> Given text
Zhang Zhongjing (A.D. 150-219) was a well-known physician of traditional Chinese medicine during the Eastern Han Dynasty. His masterpiece, Treatise on Febrile and Miscellaneous Disease, is the oldest clinical textbook in the history of medicine, with complete explanations of “theories of traditional Chinese medicine, methods of diagnosis and treatment, prescriptions, and medical herbs.” (lĭ, fă, fāng, yào (理, 法, 方, 药) in Chinese)
In the Song Dynasty, the Treatise on Febrile and Miscellaneous Disease was completely reorganized into two books named Treatise on Exogenous Febrile Diseases (Shāng Hán Lùn, 伤寒论 in Chinese) and Essential Prescriptions of the Golden Chamber (Jīn Kuì Yào Lüè, 金匮要略,in Chinese). Zhang Zhongjing was a doctor with both a benevolent mind and heart.

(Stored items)
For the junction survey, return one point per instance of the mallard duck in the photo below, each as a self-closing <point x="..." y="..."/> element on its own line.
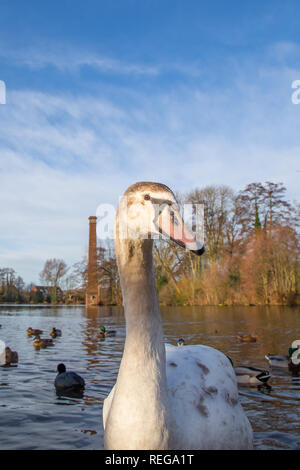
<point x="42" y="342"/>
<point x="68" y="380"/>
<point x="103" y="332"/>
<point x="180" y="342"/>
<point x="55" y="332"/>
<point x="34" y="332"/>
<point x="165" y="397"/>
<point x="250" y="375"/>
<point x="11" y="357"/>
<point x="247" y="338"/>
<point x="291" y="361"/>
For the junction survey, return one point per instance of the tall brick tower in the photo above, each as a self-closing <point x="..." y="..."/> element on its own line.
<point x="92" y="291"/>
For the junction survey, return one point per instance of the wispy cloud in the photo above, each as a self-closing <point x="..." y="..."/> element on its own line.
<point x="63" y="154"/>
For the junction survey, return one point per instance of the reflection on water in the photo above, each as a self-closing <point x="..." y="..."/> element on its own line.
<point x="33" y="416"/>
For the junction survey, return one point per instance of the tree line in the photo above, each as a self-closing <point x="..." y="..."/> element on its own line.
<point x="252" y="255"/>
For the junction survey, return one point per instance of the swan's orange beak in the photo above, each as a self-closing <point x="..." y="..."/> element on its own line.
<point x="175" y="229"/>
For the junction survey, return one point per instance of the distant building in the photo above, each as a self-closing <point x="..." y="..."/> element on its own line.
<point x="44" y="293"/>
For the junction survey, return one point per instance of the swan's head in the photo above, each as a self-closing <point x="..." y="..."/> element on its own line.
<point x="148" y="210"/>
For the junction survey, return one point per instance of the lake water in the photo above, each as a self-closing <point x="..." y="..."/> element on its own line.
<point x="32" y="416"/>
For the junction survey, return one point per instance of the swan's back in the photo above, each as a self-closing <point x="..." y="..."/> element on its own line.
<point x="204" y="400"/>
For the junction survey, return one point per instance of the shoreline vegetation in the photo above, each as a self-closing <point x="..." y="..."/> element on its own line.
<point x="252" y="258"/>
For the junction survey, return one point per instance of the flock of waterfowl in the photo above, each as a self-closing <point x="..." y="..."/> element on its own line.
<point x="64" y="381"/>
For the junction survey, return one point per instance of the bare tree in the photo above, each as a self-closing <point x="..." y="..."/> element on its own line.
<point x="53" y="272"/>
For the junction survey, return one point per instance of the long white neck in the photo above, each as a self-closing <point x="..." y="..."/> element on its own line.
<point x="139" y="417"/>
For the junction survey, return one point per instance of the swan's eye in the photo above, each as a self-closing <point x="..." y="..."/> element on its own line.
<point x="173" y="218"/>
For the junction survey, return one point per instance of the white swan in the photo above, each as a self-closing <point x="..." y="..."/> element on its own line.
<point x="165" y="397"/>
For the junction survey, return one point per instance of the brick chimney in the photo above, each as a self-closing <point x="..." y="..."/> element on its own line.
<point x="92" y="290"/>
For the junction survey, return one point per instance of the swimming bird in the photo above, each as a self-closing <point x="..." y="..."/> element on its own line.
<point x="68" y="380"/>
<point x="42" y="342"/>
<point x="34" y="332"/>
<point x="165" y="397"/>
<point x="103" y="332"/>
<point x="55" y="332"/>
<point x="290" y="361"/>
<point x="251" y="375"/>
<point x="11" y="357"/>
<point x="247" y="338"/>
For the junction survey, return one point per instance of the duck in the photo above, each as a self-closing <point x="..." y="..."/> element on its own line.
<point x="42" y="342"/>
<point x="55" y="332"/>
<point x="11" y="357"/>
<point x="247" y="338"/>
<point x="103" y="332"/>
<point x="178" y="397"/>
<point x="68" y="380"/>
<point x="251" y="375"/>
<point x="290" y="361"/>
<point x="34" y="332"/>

* * *

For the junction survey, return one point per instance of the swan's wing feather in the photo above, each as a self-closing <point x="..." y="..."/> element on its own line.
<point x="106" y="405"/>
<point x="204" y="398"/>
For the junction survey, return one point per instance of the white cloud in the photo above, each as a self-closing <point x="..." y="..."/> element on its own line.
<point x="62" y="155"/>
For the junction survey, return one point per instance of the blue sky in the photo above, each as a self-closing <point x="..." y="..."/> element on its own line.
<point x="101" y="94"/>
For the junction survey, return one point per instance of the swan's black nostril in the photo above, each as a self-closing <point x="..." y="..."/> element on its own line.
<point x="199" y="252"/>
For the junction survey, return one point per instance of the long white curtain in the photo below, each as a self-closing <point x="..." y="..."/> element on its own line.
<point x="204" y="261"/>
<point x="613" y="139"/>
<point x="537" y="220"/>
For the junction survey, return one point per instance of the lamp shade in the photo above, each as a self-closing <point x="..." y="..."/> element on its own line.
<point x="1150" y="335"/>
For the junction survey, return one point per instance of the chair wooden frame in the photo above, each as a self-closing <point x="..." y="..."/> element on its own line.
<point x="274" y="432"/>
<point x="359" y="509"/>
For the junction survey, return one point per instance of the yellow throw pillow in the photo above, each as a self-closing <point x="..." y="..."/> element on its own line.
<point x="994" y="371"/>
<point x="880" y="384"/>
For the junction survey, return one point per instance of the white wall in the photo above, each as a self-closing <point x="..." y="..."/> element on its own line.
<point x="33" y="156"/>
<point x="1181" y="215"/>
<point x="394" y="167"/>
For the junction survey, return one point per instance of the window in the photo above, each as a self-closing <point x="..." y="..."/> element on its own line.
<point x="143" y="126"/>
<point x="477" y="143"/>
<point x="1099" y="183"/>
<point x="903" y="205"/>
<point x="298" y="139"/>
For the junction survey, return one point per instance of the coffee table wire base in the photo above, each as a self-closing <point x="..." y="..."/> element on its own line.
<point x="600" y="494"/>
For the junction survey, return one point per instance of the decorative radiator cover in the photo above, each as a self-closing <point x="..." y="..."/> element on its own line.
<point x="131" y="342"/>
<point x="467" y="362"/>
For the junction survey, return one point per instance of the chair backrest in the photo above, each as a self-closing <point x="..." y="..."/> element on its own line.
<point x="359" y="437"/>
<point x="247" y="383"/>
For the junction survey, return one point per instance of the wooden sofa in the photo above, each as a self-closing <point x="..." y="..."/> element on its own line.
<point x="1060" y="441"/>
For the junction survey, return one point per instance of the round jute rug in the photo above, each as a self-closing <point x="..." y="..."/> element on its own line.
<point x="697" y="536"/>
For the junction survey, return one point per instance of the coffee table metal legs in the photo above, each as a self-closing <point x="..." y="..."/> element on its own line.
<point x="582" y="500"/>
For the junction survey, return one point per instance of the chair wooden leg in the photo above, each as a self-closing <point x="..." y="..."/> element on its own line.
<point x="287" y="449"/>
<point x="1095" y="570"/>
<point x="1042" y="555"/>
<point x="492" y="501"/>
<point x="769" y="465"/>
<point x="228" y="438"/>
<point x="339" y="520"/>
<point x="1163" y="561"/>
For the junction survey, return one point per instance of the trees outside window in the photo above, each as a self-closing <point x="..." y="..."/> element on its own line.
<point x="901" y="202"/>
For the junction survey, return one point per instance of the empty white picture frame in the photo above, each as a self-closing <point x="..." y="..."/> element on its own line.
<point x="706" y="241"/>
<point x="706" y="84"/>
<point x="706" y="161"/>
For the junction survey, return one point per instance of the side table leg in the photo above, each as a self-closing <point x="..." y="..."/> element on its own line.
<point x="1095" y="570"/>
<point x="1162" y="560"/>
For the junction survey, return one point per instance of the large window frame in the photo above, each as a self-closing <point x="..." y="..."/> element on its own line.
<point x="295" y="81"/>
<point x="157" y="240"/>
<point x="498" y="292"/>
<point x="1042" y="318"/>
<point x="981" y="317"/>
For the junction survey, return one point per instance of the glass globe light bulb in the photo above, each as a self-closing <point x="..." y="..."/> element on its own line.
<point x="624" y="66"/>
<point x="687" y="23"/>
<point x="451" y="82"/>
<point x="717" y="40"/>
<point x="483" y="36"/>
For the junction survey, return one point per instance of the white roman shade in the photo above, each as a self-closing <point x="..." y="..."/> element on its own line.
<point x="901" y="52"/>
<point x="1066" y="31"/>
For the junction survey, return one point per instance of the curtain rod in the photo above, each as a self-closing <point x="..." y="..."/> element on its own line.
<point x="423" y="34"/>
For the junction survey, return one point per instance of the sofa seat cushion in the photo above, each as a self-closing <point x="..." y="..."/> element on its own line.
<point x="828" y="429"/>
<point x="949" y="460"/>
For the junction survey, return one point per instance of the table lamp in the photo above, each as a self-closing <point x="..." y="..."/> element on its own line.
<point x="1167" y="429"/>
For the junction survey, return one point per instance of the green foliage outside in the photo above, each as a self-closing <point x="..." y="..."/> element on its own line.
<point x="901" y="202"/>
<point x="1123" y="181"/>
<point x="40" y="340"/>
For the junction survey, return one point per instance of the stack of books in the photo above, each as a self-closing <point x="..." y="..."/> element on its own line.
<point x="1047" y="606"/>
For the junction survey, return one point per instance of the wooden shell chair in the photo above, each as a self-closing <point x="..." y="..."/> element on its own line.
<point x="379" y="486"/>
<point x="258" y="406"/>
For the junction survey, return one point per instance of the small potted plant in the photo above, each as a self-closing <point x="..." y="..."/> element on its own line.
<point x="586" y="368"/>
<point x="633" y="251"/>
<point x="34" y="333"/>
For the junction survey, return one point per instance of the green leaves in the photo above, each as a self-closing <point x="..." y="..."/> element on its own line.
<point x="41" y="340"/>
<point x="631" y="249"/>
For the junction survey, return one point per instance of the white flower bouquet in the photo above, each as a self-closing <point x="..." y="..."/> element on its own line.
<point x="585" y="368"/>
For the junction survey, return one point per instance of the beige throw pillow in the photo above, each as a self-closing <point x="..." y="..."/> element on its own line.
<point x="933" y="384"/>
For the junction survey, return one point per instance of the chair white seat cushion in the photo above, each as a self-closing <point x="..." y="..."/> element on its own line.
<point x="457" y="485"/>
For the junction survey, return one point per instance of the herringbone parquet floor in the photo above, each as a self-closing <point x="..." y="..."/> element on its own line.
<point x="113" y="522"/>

* * *

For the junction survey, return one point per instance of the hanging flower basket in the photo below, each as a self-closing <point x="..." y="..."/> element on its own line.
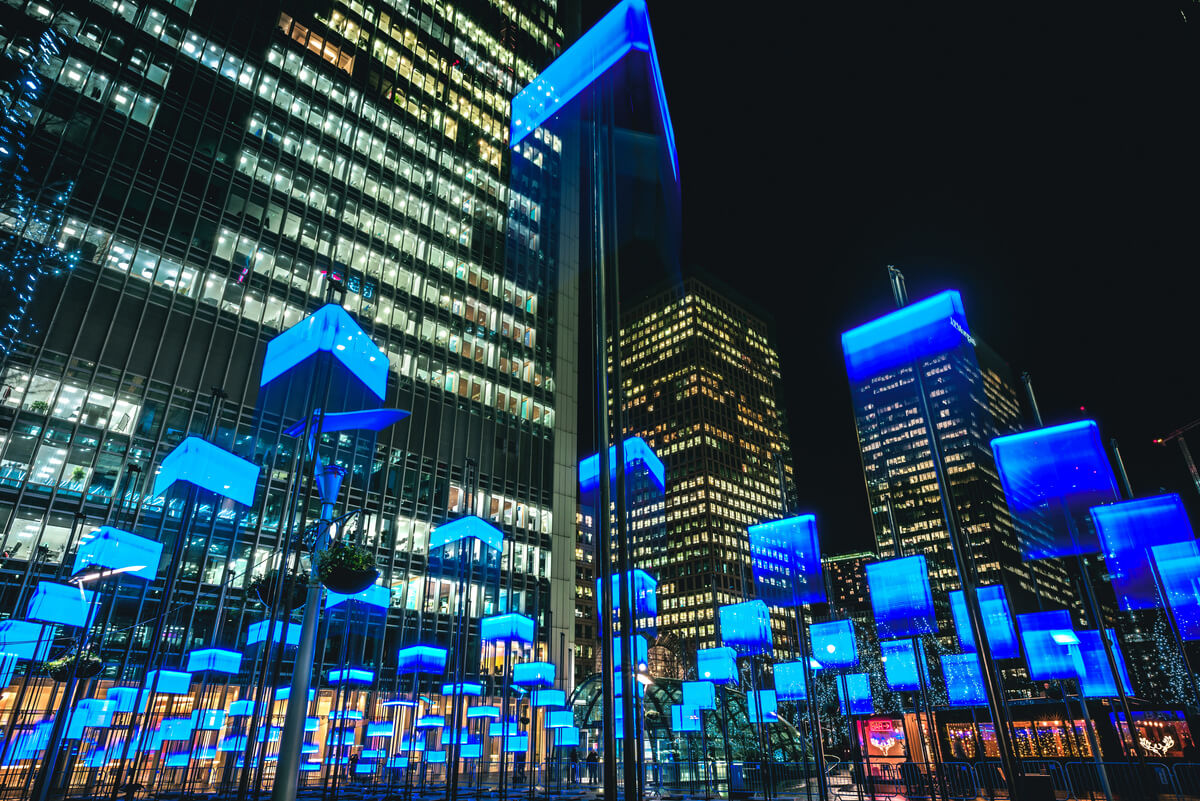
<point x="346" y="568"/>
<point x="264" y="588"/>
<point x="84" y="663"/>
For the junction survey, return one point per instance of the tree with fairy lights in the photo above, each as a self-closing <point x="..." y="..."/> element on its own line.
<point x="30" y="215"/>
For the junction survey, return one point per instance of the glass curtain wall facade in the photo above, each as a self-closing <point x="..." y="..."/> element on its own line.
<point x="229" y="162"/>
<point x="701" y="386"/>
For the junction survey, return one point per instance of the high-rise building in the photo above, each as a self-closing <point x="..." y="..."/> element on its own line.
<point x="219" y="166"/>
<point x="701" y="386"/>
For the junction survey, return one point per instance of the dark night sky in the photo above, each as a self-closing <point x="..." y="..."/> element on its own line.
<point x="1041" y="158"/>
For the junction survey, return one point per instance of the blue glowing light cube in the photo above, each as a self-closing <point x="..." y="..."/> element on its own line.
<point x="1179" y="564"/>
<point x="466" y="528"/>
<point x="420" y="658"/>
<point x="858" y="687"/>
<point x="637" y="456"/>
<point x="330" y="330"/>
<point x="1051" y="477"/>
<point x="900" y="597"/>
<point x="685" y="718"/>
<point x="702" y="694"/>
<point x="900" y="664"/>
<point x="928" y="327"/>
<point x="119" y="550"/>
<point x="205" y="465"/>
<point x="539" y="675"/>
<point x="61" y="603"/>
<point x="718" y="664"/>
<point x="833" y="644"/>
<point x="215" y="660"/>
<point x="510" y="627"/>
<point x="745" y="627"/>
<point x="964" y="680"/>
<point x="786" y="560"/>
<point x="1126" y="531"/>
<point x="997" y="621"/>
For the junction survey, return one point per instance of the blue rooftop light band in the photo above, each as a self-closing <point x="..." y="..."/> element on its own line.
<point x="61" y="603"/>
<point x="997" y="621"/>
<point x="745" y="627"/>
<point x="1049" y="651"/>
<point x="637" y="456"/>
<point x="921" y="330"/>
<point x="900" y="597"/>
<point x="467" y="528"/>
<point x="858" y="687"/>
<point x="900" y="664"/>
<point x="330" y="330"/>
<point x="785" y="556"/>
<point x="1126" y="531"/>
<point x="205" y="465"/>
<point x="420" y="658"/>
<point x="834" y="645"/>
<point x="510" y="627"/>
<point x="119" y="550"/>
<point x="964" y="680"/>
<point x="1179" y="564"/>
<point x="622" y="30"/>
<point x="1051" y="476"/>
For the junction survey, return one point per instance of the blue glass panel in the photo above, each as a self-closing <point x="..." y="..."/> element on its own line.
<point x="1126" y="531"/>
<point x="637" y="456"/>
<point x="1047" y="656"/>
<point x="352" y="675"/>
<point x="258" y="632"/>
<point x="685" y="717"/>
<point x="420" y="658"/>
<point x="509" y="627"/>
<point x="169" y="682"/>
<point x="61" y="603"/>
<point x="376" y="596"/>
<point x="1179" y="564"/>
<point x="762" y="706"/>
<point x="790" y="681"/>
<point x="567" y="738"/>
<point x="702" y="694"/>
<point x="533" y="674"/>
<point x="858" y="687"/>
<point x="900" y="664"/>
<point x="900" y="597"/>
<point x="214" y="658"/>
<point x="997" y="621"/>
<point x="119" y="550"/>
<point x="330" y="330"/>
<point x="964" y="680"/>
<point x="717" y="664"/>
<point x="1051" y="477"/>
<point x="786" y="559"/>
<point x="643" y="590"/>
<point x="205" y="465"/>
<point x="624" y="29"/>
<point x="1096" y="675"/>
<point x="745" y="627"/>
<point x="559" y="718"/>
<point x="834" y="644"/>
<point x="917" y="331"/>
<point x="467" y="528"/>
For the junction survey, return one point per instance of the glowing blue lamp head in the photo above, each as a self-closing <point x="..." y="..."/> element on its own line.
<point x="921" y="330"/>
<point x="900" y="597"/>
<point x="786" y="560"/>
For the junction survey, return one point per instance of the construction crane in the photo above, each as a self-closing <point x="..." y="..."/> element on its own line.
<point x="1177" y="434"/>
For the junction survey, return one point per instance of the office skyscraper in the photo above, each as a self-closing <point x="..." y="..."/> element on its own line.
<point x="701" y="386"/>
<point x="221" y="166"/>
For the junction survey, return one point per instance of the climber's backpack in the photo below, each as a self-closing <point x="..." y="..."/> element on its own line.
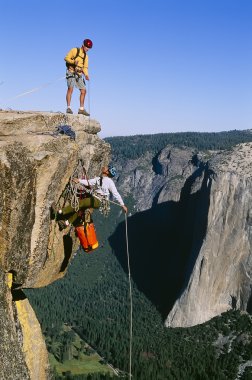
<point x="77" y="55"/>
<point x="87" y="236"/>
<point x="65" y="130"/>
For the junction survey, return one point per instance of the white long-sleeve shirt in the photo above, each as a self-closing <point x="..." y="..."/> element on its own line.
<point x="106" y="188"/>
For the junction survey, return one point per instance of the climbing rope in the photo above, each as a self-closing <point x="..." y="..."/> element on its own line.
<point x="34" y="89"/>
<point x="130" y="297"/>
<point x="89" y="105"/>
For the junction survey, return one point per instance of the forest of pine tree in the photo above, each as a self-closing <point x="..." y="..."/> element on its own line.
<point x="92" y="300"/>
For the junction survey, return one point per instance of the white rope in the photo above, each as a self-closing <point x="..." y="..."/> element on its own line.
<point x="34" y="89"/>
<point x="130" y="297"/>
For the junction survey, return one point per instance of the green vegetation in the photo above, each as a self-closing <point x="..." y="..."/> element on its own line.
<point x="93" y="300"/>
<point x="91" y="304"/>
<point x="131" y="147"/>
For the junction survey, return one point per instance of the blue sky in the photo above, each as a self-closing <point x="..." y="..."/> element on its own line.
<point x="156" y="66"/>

> Work to complete
a) Decide whether each statement agrees with the passage on Zhang Zhongjing, answering yes or no and quoting the deciding words. (i) Zhang Zhongjing practiced medicine during the Eastern Han Dynasty. (ii) The Treatise on Febrile and Miscellaneous Disease was reorganized into two books during the Tang Dynasty. (iii) The Treatise on Febrile and Miscellaneous Disease is called the oldest clinical textbook in the history of medicine.
b) Write a continuation of the passage on Zhang Zhongjing, picking up right after its final sentence.

> Responses per task
a)
(i) Yes: "a well-known physician of traditional Chinese medicine during the Eastern Han Dynasty."
(ii) No: "In the Song Dynasty, the Treatise on Febrile and Miscellaneous Disease was completely reorganized into two books."
(iii) Yes: "is the oldest clinical textbook in the history of medicine."

b)
The ancestor of all prescriptions
Zhang Zhongjing was studious and meditative from his childhood. Before the age of 10, he read lots of medical books. His master, Zhang Bozu, was an extremely well-known doctor of traditional Chinese medicine at the time.
After decades of hard work, Zhang Zhongling wrote all 16 volumes of Treatise on Febrile and Miscellaneous Disease (Shāng Hán Zá Bìng Lùn, 伤寒杂病论 in Chinese), which is a medical masterpiece based on his personal experience in clinical practice and the large amounts of information collected by him. It systematically expounds causes, pathological mechanisms, as well as treatment principles, laying a solid theoretical foundation for future development of each clinical subject.
The prescriptions in Treatise on Exogenous Febrile Diseases, such as Ma Huang Decoction (also called Ephedra Decoction), Gui Zhi Decoction (Cassia Twig Decoction), Chai Hu Decoction (Chinese Thorowax Decoction), Bai Hu Decoction (White Tiger Decoction), Qing Long Decoction (Green Dragon Decoction) and Ma Xing Shi Gan Decoction (Gypsum and Licorice), have been confirmed to be highly effective through countless clinical tests over thousands of years.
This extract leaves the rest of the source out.